_GIVEN EXERCISE_. Please pull out each line of the data below that contains the word "rear", and copy those lines in full.

_DATASET CONTENT_.
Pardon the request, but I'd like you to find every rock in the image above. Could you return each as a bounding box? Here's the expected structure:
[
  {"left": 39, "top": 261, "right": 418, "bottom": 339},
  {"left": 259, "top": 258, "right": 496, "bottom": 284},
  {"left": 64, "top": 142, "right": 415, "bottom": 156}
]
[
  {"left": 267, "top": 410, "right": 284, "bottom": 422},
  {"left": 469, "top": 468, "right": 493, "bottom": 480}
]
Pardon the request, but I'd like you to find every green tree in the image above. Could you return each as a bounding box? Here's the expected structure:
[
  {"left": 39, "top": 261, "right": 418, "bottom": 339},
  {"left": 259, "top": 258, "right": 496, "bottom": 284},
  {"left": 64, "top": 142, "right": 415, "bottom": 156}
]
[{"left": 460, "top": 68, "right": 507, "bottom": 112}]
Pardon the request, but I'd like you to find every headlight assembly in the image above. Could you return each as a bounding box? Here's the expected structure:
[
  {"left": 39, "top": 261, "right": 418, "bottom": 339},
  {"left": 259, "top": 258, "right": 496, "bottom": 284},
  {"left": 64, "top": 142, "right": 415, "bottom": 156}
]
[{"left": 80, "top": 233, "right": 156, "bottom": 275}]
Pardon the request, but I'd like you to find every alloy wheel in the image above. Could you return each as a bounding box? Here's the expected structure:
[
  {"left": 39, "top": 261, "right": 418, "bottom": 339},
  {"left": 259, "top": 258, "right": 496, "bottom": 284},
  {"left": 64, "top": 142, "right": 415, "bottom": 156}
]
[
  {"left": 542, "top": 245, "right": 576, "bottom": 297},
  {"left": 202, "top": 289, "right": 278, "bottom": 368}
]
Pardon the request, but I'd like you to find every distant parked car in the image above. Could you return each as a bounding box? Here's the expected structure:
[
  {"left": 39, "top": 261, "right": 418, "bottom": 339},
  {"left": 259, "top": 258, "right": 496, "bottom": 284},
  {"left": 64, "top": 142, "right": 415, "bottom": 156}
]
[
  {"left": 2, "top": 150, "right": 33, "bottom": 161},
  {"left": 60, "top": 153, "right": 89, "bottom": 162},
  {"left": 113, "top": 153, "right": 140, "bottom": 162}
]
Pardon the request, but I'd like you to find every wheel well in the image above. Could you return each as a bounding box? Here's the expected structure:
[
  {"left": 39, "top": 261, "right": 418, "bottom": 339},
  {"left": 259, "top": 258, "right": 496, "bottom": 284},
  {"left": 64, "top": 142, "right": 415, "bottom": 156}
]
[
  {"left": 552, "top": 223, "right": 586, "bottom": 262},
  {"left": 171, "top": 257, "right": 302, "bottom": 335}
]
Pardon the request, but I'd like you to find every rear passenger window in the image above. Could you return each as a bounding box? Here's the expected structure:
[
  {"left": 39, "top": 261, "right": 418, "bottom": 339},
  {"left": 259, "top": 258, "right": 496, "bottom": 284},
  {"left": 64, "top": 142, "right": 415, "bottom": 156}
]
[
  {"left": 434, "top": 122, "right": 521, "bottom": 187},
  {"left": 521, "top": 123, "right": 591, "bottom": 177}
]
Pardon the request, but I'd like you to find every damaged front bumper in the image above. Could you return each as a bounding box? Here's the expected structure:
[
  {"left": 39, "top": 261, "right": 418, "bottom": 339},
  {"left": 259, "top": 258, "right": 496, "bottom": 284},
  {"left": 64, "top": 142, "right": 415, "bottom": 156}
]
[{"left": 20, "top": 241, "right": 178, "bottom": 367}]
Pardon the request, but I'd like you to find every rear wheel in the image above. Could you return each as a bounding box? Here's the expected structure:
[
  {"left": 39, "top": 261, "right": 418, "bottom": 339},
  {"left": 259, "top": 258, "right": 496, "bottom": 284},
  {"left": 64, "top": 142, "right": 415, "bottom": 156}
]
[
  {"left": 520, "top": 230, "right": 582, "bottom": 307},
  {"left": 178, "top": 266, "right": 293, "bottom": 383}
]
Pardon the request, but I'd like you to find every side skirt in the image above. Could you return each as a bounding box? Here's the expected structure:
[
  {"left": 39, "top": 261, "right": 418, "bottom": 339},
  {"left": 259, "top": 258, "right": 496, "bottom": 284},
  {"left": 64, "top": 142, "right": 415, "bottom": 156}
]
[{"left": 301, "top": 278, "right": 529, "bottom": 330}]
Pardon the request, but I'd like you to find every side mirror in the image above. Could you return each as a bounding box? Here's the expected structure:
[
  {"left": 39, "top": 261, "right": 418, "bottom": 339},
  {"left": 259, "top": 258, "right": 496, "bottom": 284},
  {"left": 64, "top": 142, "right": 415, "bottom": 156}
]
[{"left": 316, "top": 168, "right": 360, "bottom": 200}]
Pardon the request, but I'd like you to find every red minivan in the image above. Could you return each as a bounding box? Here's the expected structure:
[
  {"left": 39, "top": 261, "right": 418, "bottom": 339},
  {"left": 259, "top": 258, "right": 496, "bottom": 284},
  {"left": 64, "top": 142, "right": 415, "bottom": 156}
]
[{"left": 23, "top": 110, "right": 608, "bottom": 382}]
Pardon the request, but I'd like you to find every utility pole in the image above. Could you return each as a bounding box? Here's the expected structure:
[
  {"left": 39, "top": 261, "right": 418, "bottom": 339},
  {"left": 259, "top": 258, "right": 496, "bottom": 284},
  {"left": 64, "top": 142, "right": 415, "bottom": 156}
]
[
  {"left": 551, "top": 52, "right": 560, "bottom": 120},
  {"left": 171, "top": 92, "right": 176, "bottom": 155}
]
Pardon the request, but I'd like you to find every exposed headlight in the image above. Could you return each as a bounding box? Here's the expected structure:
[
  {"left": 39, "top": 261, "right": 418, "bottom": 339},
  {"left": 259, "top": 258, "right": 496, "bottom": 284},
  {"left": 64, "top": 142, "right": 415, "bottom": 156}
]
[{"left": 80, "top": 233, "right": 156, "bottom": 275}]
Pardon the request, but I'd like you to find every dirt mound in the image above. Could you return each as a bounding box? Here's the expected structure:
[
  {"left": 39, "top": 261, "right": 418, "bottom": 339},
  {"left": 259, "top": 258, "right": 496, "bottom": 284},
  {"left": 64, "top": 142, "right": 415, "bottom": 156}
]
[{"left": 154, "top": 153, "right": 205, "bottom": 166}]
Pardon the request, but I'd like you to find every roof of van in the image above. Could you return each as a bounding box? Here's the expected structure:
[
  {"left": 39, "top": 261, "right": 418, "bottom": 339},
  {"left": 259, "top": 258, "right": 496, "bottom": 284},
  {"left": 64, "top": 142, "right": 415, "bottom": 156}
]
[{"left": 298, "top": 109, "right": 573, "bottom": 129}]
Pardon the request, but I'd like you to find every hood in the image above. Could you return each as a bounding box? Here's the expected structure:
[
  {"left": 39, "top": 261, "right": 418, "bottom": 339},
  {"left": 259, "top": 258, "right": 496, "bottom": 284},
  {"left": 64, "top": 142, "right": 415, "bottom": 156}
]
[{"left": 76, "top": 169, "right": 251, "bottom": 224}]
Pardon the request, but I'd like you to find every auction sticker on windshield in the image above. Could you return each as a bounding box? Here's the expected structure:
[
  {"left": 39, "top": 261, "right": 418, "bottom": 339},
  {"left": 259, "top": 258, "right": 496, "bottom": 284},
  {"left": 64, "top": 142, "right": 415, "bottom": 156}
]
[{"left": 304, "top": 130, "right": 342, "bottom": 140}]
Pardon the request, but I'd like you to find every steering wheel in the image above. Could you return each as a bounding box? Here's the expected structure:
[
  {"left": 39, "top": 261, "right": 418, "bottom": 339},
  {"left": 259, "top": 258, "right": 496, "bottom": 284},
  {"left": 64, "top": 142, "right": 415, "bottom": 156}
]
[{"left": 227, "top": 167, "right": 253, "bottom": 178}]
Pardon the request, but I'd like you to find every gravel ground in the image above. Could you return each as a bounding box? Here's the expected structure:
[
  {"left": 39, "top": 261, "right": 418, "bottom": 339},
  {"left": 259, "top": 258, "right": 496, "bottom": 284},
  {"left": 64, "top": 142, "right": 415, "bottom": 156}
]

_COMPLETE OUTPUT_.
Pardon the request, but I'd like you to find every rear passenger window in the image above. Could you return each as a bounding box? Here's the expected structure:
Pardon the request, but I'd like you to find every rear wheel in the image above. Could you return each as a bounding box? Here's the expected structure:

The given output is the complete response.